▶ [SELECTED PASSAGE]:
______

Another similarity between downcallHandle and upcallStub is that they both accept (either directly, or indirectly) a MethodType instance. The method type describes the Java signatures that clients will be using when interacting with said downcall handles, or upcall stubs. The C linker implementation adds constraints on which layouts can be used with which Java carrier — for instance by enforcing that the size of the Java carrier is equal to that of the corresponding layout, or by making sure that certain layouts are associated with specific carriers. The following table shows the Java carrier vs. layout mappings enforced by the Linux/macOS foreign linker implementation:

C layout Java carrier
C_BOOL byte
C_CHAR byte
C_SHORT short
C_INT int
C_LONG long
C_LONGLONG long
C_FLOAT float
C_DOUBLE double
C_POINTER MemoryAddress
GroupLayout MemorySegment

Aside from the mapping between primitive layout and primitive Java carriers (which might vary across platforms), it is important to note how all pointer layouts must correspond to a MemoryAddress carrier, whereas structs (whose layout is defined by a GroupLayout) must be associated with a MemorySegment carrier.

Downcalls

We will now look at how foreign functions can be called from Java using the foreign linker abstraction. Assume we wanted to call the following function from the standard C library:

size_t strlen(const char *s);

In order to do that, we have to:

  • lookup the strlen symbol

  • describe the signature of the C function using the layouts in the CLinker class

  • select a Java signature we want to overlay on the native function — this will be the signature that clients of the native method handles will interact with

  • create a downcall native method handle with the above information, using the standard C foreign linker

Here's an example of how we might want to do that (a full listing of all the examples in this and subsequent sections will be provided in the [appendix](#appendix: full-source-code)):

MethodHandle strlen = CLinker.getInstance().downcallHandle(
		LibraryLookup.ofDefault().lookup("strlen").get(),
        MethodType.methodType(long.class, MemoryAddress.class),
        FunctionDescriptor.of(C_LONG, C_POINTER)
);

Note that, since the function strlen is part of the standard C library, which is loaded with the VM, we can just use the default lookup to look it up. The rest is pretty straightforward — the only tricky detail is how to model size_t: typically this type has the size of a pointer, so we can use C_LONG on Linux, but we'd have to use C_LONGLONG on Windows. On the Java side, we model the size_t using a long and the pointer is modeled using a MemoryAddress parameter.

One we have obtained the downcall native method handle, we can just use it as any other method handle:

long len = strlen.invokeExact(CLinker.toCString("Hello").address()) // 5

Here we are using one of the helper methods in CLinker to convert a Java string into an off-heap memory segment which contains a NULL terminated C string. We then pass that segment to the method handle and retrieve our result in a Java long. Note how all this has been possible without any piece of intervening native code — all the interop code can be expressed in (low level) Java.

______

▶ [SET TASKS]:
A) According to the foreign linker text, what Java carrier must every pointer layout correspond to?
B) Filter the records, keeping every line that contains the string "dark". Treat uppercase and lowercase as different.
These records are unrelated to the text above.

Position identification records:
______

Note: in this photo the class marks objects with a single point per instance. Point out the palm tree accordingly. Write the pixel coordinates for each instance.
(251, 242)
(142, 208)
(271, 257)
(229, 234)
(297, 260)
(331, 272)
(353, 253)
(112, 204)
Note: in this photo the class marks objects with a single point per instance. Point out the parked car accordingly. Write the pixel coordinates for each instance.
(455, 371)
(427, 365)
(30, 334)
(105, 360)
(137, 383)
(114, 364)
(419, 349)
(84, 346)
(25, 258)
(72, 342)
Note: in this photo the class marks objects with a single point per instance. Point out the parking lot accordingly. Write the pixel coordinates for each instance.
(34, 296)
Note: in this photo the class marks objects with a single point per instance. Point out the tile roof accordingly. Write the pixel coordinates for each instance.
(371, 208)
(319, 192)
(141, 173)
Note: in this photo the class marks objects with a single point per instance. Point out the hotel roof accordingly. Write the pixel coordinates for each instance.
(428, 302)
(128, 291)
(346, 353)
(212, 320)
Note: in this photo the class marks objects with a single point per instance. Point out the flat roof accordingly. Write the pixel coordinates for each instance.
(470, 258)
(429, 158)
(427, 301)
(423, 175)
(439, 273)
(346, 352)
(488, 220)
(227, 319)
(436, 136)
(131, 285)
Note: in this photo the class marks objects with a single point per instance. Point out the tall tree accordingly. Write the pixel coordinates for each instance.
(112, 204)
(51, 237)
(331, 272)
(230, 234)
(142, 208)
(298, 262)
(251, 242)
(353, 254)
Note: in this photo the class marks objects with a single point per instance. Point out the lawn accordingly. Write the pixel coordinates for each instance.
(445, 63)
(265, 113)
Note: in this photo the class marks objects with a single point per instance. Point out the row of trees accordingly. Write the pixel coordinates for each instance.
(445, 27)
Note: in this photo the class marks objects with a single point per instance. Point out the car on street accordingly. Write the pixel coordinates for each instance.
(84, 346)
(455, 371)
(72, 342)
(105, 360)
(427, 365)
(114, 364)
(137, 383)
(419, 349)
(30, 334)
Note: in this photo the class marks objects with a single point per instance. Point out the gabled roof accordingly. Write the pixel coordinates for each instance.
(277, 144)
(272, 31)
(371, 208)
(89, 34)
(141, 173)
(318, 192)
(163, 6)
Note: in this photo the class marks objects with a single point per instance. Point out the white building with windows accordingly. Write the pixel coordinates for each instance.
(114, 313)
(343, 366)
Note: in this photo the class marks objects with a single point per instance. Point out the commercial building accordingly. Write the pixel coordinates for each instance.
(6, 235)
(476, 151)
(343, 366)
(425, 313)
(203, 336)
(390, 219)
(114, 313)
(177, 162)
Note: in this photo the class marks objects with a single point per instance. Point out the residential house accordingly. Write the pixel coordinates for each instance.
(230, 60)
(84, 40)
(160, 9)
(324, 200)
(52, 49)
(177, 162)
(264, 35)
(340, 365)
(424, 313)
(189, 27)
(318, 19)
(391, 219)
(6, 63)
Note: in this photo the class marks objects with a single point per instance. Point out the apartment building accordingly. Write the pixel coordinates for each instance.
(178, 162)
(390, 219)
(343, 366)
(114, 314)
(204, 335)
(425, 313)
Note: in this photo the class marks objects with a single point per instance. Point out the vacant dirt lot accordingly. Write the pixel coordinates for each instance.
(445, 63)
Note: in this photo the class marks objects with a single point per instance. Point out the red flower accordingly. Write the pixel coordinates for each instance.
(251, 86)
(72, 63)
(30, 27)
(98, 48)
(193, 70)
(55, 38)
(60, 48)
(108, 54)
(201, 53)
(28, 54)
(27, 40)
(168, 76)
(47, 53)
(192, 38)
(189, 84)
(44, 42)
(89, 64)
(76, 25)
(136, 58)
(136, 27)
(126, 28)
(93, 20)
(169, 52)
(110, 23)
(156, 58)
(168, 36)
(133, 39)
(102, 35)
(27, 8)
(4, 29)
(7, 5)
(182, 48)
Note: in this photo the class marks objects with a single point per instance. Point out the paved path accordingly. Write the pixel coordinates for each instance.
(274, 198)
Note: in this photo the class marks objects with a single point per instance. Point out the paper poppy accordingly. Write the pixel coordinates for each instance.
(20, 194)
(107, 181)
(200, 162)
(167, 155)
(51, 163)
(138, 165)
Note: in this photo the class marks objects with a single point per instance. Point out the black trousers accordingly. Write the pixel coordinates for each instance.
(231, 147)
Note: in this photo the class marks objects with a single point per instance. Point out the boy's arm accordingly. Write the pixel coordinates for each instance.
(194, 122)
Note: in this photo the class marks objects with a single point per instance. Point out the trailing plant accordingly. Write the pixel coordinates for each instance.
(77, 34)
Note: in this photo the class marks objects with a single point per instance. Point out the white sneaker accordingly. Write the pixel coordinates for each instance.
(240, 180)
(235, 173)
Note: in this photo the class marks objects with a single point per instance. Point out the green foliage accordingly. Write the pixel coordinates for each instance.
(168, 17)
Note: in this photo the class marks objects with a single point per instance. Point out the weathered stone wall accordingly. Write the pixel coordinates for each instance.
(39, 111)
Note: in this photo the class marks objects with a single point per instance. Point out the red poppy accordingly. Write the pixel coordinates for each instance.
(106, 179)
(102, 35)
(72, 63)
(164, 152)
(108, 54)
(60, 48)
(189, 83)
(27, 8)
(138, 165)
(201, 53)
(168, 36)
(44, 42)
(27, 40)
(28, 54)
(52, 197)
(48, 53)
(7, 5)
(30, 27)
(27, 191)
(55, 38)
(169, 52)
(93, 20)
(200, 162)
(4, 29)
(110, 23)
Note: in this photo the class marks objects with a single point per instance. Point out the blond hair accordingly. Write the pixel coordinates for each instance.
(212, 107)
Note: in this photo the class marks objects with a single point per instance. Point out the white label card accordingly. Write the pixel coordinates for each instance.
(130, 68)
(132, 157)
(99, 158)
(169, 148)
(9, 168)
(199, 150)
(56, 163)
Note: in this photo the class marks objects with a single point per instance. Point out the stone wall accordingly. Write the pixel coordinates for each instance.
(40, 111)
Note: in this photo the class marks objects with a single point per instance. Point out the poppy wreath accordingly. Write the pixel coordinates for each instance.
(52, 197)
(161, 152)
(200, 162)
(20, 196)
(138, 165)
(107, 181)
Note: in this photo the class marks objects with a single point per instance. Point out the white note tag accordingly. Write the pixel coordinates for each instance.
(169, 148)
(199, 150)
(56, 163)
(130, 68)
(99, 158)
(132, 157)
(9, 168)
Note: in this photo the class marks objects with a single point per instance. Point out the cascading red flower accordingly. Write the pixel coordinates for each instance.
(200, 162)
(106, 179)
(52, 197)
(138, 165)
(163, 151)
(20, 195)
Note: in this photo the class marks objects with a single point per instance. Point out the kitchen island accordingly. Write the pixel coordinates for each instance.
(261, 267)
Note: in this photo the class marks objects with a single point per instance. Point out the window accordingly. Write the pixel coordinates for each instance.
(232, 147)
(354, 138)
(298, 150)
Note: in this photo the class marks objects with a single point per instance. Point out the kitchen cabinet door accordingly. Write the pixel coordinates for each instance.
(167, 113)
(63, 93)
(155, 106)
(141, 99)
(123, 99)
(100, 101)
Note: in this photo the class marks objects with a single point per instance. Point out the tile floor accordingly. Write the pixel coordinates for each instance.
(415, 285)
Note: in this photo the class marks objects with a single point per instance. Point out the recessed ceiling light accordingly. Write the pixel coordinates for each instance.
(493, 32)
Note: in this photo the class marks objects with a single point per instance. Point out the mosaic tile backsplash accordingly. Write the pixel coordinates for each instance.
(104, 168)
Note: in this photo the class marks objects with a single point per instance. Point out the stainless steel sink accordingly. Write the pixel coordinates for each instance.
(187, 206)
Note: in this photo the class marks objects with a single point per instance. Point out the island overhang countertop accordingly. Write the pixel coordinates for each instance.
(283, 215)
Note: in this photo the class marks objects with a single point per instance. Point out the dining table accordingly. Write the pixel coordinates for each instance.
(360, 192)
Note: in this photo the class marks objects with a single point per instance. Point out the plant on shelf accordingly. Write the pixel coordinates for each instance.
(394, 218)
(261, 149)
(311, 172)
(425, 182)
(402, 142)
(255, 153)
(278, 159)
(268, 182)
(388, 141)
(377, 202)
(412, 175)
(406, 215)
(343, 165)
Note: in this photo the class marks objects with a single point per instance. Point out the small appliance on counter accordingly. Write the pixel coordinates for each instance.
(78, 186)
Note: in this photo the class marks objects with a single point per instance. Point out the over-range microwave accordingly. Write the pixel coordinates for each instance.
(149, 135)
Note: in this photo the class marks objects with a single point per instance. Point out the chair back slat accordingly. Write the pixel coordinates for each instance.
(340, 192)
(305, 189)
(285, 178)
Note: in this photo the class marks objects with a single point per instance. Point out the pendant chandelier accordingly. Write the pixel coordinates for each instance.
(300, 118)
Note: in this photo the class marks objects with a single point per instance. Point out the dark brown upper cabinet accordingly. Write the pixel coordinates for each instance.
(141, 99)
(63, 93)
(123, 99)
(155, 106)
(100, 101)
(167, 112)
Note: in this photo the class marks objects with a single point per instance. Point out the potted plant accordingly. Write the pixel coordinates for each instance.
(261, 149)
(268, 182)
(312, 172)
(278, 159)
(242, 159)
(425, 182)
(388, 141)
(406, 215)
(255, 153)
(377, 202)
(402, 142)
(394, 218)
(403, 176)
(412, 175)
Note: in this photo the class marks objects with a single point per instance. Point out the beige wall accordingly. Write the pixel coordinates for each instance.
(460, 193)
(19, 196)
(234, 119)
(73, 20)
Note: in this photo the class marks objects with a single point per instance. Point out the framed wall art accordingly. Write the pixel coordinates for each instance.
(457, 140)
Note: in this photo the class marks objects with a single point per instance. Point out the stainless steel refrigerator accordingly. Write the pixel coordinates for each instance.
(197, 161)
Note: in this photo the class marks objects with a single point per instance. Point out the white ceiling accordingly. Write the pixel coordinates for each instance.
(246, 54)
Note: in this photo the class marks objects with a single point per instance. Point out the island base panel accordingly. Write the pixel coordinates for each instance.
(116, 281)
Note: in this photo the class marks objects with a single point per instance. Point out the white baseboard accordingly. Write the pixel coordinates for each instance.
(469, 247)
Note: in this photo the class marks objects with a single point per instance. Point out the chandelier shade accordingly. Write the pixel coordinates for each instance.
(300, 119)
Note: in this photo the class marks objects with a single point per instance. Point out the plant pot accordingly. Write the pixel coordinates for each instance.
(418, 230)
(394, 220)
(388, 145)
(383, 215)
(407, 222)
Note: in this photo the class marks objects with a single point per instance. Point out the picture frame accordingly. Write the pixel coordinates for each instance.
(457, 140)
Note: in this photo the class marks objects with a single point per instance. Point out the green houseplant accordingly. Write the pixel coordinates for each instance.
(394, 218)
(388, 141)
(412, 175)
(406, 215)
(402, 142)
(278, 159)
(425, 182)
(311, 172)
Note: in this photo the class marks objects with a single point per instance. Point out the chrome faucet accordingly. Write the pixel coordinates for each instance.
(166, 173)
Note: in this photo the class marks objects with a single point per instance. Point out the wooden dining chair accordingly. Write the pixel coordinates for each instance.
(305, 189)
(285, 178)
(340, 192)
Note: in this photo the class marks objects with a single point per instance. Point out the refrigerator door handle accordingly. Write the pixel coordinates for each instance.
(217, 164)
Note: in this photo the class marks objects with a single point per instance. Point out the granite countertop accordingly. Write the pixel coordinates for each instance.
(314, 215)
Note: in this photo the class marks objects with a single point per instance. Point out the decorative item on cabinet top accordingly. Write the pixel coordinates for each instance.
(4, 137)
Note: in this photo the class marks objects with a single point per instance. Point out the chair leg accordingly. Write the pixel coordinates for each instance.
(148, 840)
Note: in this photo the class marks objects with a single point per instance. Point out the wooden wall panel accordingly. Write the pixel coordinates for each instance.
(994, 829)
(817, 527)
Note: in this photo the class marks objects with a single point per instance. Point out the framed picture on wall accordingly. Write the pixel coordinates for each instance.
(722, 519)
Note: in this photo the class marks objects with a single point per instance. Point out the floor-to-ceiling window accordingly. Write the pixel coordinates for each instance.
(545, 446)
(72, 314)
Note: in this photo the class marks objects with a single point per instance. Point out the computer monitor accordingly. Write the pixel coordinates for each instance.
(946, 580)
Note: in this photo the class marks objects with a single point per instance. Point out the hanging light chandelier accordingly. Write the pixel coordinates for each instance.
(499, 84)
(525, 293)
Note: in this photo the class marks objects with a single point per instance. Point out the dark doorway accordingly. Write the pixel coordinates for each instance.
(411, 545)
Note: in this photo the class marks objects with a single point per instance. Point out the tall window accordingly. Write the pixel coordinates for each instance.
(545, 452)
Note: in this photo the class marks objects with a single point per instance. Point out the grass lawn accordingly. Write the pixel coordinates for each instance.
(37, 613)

______

▶ [COMPLETED EXERCISE]:
A) Every pointer layout must correspond to a MemoryAddress carrier.

B)
Note: in this photo the class marks objects with a single point per instance. Point out the dark brown upper cabinet accordingly. Write the pixel coordinates for each instance.
Note: in this photo the class marks objects with a single point per instance. Point out the dark doorway accordingly. Write the pixel coordinates for each instance.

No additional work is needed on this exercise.